_WHAT THIS TASK INVOLVES_
From the first line through the line containing "rough mask: <svg", transcribe the records exactly and include no other lines.

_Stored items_
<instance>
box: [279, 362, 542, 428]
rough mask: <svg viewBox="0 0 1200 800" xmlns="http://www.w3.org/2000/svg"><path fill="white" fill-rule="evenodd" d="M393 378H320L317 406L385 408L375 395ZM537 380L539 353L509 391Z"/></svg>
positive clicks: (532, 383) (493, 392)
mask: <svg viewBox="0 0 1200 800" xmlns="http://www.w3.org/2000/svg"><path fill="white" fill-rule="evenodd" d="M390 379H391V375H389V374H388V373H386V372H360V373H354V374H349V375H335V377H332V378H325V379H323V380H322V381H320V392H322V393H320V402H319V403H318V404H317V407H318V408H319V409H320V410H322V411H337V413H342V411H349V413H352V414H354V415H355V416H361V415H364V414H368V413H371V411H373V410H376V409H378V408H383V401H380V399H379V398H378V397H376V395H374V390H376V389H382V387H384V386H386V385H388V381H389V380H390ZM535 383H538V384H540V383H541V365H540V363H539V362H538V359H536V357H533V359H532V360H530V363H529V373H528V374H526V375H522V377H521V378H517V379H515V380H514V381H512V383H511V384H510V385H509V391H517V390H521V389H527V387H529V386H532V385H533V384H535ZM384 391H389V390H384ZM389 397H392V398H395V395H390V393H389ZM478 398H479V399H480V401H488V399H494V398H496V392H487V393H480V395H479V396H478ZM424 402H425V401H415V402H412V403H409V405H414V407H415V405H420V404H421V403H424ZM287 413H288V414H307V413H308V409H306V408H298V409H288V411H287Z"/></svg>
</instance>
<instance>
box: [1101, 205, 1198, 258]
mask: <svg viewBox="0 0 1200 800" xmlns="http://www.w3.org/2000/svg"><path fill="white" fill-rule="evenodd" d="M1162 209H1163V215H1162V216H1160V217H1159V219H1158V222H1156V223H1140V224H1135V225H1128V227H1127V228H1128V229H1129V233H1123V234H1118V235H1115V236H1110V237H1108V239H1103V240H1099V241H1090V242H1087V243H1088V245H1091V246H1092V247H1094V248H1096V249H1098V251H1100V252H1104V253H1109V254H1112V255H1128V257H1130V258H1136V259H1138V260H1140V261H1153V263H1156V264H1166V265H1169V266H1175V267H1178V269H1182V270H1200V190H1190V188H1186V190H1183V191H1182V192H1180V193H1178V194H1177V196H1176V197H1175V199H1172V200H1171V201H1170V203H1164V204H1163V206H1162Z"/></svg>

_WORKED SOLUTION_
<instance>
box: [279, 362, 542, 428]
rough mask: <svg viewBox="0 0 1200 800" xmlns="http://www.w3.org/2000/svg"><path fill="white" fill-rule="evenodd" d="M393 378H320L317 406L385 408L375 395ZM537 380L539 353L509 391Z"/></svg>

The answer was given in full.